The answer must consist of every line from the data that holds "woman".

- [Given data]:
Start of Block

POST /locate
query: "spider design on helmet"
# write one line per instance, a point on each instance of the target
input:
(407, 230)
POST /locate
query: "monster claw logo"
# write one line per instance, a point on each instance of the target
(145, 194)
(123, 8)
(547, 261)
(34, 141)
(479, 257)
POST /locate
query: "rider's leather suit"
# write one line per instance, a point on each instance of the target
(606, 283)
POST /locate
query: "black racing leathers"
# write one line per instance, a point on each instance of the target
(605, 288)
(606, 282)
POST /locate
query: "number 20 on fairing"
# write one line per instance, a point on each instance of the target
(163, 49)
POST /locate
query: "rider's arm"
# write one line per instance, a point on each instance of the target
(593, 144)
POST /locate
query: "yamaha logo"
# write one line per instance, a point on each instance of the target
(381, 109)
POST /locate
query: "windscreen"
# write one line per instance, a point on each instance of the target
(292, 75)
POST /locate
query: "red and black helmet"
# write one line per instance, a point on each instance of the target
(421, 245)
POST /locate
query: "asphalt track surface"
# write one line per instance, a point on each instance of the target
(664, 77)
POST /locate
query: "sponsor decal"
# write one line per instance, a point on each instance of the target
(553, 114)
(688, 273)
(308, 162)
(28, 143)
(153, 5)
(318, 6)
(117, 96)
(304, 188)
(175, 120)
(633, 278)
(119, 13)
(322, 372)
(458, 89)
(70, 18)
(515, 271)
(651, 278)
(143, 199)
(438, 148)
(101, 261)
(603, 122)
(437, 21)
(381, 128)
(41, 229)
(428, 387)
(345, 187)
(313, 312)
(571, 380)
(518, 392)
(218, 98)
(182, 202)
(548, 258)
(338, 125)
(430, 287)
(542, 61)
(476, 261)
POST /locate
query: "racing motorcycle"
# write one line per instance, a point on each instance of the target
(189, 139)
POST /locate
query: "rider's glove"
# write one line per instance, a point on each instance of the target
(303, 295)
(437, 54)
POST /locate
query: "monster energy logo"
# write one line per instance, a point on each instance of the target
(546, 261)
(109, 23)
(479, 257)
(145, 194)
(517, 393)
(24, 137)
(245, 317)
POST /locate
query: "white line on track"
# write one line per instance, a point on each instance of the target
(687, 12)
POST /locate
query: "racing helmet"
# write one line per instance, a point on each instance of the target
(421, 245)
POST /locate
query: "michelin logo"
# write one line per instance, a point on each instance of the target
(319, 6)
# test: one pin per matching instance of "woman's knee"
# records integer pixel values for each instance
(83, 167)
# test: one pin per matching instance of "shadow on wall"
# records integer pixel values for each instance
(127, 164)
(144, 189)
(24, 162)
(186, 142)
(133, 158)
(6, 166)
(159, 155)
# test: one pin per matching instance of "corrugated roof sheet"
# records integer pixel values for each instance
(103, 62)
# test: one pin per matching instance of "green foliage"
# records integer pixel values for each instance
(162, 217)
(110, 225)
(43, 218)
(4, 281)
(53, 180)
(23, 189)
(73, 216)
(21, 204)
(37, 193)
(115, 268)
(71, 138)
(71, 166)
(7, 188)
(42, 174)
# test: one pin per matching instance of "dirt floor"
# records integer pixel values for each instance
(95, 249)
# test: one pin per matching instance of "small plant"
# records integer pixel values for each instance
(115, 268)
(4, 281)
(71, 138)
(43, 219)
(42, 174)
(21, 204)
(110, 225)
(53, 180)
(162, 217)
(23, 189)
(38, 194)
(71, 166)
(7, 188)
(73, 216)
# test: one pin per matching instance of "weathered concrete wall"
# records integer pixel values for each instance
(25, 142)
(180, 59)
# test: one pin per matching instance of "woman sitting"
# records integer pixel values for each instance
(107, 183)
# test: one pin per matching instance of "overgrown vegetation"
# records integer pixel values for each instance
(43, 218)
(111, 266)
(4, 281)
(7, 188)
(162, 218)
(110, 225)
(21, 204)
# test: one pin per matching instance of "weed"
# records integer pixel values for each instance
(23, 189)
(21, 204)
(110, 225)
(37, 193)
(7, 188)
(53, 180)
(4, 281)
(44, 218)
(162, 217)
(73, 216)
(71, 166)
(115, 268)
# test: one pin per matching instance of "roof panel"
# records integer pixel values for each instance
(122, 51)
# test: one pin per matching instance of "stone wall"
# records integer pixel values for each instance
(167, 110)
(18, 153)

End of Block

- [Response to this task]:
# test: one pin per matching instance of "woman's knee"
# test: one pin per matching instance of "woman sitting"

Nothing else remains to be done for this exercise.